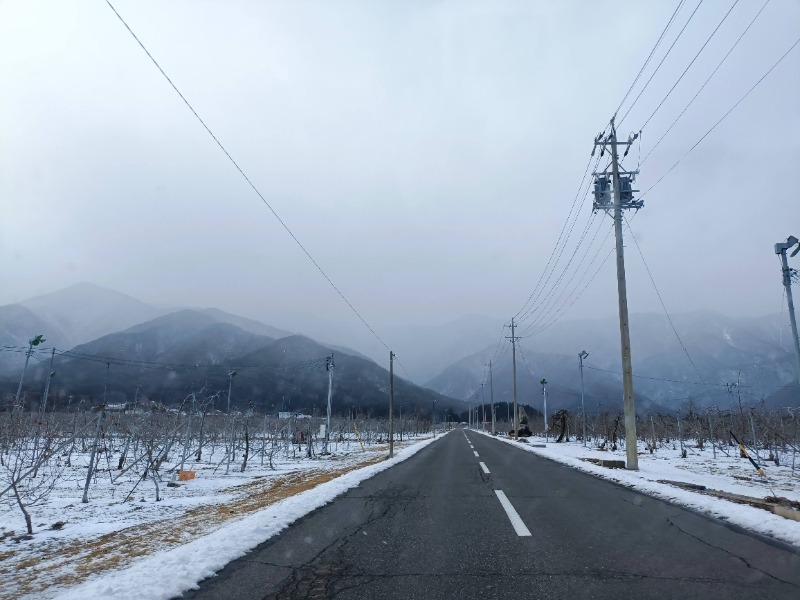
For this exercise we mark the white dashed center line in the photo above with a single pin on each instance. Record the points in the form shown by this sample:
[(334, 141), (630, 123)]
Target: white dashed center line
[(513, 516)]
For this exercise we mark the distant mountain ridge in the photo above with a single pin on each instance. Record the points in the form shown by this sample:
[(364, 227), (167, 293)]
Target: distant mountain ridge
[(723, 349), (189, 352)]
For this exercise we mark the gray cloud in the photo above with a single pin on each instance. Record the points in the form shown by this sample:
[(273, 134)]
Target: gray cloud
[(426, 153)]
========================================
**Task details**
Rewrite every item, replacing "pin" with "marker" and changing nothing else. Leave out the pictures.

**Output**
For this exercise we mark the white dashed center line in the photo above with a single marker on each instance. Record the points in the form shown by this sample:
[(334, 141), (630, 123)]
Target: white dashed center line
[(513, 516)]
For this exercise we mark the distant mountain ridge in the photo above with a single marker on each instance. Record the points in the form shown by this sample:
[(364, 227), (167, 293)]
Target: distant mountain ridge
[(723, 349), (189, 352)]
For this exercise we mark the gray cloud in the photo above with a single marker on each instance. Record the points in the form shown by this sample:
[(273, 134)]
Target: gray cloud
[(426, 153)]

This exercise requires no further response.